= 阅读摘录 =
定义 $prob_{i,j}$ 为 $i$ 条出边下，能成功走到第 $j$ 条边的概率。

显然 $prob_{1,1} = 1, prob_{2,1}=1/2,prob_{2,2}=0, prob_{k, 1} = 1/k$。

然后来考虑 $prob_{i, j}$ 怎么转移。

考虑如果在前 $j$ 条里面删了两条边（此时肯定选的是 $1$ 和 $1 < k < j$），那么问题规模变成 $(i-2,j-2)$。
考虑如果在前 $j$ 条里面删了一条，后面又删了一条（选的是 $1$ 和 $j < k \leq i$），那么问题规模变成 $(i-2,j-1)$。
如果选了 1 或者 $j$，那么显然走 $j$ 的概率为 0。

所以就做完了。

#include <bits/stdc++.h>
#include <iomanip>
#ifndef LOCAL
#define debug(...) 42
#else
#define debug(...) cerr << "[" << #__VA_ARGS__ << "]:", debug_out(__VA_ARGS__)
#endif
#define rep1(a) for (int i = 0; i < a; i++)
#define rep2(i, a) for (int i = 0; i < a; i++)
#define rep3(i, a, b) for (int i = a; i < b; i++)
#define rep4(i, a, b, c) for (int i = a; i < b; i += c)
#define overload4(a, b, c, d, e, ...) e
#define rep(...) overload4(__VA_ARGS__, rep4, rep3, rep2, rep1)(__VA_ARGS__)

= 所附材料 =
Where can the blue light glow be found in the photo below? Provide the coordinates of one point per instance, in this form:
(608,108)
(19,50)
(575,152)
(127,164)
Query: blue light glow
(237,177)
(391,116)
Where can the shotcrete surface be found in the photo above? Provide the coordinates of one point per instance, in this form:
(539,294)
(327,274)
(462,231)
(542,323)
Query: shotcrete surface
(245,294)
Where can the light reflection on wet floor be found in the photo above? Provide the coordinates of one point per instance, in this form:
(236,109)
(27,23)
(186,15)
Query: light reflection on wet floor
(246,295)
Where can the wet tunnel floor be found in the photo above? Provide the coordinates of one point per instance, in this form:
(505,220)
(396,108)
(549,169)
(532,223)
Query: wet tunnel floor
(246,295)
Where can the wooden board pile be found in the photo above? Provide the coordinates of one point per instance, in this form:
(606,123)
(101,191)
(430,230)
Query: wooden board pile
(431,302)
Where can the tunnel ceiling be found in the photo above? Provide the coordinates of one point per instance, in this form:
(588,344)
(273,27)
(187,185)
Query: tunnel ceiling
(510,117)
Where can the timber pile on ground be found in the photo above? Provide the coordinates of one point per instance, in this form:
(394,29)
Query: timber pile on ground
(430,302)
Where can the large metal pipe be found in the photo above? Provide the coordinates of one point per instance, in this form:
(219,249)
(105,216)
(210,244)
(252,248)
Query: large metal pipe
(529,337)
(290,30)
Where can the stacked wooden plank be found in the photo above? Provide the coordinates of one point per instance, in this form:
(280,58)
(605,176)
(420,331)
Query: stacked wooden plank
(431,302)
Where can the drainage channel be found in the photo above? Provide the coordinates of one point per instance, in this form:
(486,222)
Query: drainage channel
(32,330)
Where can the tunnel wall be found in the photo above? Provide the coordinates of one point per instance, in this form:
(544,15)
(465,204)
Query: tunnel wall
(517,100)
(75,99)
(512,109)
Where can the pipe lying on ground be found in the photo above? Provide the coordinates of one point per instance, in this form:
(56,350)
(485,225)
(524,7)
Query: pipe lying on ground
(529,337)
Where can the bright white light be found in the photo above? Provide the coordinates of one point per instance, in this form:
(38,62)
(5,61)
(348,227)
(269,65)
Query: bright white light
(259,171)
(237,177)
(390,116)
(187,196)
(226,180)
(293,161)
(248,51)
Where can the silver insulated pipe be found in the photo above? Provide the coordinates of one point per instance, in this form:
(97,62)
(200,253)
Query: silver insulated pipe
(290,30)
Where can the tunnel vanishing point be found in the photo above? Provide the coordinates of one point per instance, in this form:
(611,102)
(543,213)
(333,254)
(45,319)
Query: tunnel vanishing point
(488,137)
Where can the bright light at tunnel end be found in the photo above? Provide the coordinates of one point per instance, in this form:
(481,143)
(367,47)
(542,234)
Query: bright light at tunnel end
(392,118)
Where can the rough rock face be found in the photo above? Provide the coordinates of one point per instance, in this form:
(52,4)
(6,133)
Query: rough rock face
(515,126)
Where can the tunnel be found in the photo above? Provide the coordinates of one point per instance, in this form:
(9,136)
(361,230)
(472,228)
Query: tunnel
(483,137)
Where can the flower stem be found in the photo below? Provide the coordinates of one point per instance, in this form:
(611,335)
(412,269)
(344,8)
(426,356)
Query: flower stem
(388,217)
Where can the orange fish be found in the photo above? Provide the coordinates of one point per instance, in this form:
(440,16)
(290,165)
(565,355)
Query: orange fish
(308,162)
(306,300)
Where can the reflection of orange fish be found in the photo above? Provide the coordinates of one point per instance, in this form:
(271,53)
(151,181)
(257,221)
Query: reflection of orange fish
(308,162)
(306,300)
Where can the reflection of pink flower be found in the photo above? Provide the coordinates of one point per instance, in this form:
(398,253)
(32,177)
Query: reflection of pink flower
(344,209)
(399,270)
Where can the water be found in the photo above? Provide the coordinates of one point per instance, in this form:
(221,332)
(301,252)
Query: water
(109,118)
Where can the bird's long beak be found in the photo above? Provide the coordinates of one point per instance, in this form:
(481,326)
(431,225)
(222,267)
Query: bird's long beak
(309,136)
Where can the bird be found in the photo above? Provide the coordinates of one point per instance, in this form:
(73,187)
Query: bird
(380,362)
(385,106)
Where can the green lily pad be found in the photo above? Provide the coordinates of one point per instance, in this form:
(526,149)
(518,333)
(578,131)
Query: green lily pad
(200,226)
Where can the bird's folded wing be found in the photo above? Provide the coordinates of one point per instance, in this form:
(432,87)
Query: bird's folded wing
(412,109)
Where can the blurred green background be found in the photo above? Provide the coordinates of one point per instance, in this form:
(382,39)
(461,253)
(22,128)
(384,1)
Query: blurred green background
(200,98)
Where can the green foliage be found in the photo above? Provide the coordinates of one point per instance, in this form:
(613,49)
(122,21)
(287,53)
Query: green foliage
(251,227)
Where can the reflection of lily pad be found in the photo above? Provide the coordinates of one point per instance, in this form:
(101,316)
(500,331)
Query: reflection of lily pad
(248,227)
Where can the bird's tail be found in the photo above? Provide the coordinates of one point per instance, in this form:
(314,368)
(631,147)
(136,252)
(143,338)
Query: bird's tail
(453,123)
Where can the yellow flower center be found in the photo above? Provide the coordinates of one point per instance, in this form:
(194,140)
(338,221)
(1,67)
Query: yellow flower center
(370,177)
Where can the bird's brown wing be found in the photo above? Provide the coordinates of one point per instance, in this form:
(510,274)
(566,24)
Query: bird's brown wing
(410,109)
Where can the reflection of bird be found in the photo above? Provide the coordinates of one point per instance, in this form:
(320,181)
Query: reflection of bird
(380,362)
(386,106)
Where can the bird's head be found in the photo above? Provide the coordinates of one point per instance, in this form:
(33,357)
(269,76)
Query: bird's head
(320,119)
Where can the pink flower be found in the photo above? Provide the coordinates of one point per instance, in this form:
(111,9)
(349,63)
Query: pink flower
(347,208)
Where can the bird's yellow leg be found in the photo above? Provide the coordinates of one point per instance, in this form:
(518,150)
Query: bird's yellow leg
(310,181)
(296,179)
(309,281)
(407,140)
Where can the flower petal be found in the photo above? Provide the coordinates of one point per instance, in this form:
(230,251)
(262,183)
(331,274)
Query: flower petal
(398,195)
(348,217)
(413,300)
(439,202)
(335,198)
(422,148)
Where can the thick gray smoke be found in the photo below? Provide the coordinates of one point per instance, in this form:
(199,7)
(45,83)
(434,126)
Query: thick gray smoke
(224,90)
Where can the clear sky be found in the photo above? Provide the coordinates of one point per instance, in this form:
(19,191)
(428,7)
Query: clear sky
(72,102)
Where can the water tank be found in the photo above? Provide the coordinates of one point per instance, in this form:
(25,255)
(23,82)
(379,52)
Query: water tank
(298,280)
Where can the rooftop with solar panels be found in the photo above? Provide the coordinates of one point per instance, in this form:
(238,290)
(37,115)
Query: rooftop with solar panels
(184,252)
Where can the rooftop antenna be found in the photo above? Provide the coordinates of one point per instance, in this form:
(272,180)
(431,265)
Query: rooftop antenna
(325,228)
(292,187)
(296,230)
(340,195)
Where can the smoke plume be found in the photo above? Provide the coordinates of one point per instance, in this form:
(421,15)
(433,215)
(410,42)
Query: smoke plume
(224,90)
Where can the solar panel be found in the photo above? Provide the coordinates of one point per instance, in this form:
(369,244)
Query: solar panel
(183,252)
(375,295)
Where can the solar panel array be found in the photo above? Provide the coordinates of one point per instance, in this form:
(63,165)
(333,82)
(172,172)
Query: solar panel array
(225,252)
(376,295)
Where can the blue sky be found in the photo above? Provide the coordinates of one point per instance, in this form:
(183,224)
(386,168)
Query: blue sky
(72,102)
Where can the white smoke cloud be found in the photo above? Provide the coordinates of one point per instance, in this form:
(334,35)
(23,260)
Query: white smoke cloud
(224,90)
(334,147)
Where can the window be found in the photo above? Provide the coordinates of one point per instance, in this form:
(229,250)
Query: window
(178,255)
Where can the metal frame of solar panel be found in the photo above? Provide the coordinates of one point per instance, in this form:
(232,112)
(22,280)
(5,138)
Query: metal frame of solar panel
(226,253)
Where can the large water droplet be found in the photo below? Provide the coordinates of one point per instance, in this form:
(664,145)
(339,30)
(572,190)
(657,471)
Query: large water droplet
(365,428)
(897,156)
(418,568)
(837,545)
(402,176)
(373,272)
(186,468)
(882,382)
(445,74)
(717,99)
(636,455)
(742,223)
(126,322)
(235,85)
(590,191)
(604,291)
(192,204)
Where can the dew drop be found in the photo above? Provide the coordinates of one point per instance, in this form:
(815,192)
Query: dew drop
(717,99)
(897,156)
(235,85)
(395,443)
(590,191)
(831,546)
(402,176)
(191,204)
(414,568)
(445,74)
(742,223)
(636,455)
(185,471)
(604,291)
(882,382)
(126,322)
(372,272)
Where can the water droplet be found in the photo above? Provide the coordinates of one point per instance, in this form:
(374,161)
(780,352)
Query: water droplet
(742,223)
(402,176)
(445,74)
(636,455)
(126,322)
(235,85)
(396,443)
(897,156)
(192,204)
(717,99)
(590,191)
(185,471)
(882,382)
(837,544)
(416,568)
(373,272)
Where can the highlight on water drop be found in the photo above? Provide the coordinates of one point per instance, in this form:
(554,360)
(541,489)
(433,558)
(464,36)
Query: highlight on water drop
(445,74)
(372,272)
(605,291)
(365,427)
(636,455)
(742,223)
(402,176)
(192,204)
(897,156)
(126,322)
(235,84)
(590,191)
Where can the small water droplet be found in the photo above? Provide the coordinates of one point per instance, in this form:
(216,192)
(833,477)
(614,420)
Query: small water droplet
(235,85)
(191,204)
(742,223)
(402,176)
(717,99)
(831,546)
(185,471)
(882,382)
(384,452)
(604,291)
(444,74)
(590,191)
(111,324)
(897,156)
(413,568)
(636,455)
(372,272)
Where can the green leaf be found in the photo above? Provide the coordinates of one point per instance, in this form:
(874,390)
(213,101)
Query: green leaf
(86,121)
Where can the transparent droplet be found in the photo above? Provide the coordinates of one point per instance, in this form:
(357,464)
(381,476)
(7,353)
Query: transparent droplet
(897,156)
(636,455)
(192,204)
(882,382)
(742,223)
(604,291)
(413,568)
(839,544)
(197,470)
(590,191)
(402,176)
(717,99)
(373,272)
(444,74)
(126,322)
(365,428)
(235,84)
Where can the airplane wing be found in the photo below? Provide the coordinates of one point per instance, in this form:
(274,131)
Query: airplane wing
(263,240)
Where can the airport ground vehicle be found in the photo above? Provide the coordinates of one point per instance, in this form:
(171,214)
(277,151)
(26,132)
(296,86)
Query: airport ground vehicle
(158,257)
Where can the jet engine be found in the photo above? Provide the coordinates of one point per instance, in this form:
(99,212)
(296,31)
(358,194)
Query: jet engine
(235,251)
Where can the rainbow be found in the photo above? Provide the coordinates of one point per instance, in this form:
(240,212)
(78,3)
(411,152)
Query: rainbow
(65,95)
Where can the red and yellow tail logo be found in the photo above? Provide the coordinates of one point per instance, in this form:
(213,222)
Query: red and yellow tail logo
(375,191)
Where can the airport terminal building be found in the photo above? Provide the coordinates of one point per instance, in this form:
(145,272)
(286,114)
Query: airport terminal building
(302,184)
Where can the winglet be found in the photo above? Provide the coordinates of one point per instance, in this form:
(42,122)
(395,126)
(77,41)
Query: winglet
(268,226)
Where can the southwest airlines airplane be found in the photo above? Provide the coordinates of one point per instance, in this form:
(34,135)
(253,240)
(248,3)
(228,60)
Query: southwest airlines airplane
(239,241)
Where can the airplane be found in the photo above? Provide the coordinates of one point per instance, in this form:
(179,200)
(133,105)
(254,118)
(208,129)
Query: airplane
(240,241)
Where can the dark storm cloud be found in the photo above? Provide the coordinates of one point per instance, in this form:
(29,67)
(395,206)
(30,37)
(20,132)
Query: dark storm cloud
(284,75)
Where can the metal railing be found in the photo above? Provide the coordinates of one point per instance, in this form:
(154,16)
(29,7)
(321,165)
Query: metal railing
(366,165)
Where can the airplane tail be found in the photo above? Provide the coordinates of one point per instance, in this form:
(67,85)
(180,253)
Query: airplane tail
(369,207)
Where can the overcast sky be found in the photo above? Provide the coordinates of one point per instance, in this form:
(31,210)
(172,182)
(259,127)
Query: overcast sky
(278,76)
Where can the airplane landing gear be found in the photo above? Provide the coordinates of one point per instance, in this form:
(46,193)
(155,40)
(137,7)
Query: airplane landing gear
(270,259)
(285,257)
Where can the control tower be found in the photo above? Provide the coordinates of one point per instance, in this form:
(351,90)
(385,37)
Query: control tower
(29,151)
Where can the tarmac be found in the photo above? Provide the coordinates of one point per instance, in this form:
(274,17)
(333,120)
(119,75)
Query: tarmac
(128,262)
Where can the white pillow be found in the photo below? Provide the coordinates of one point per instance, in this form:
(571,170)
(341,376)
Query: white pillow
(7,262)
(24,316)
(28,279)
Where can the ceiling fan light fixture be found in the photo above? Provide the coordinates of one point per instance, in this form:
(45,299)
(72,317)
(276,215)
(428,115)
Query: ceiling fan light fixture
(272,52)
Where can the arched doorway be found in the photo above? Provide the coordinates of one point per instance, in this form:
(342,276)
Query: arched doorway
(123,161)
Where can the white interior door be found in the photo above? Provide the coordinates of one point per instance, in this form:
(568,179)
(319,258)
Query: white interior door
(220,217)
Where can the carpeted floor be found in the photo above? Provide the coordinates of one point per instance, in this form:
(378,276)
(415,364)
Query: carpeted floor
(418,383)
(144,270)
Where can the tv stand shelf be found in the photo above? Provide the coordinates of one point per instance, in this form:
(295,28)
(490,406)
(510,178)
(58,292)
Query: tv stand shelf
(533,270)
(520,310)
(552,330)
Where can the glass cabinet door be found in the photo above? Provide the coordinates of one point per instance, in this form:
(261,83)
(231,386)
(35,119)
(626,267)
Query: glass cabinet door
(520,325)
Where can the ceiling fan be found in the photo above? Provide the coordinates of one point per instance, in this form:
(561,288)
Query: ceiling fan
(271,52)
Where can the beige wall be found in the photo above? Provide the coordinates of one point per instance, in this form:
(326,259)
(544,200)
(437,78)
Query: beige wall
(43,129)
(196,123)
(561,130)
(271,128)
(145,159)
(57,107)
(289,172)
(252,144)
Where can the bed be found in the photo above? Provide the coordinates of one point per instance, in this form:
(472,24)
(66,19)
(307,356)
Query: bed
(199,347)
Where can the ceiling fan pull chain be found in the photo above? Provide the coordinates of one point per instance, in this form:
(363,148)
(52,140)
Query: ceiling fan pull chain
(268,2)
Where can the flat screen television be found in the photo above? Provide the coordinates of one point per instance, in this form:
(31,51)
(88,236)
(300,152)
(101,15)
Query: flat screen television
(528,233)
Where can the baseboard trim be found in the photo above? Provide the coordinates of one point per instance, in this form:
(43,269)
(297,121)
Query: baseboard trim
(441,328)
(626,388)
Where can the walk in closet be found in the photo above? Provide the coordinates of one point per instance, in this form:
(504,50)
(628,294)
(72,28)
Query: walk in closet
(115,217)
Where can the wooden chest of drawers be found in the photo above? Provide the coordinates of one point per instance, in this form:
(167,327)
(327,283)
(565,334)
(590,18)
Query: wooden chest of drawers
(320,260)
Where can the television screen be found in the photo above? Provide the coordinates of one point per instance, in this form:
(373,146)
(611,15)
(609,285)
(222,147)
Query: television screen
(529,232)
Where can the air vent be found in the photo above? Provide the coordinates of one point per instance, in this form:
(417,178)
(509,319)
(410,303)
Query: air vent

= 练习题目 =
在这段关于概率转移的摘录中，如果在前 j 条里面删了两条边，问题规模变成什么？ 上述材料与阅读摘录无关，应分开看待。

= 参考答案 =
问题规模变成 (i-2, j-2)。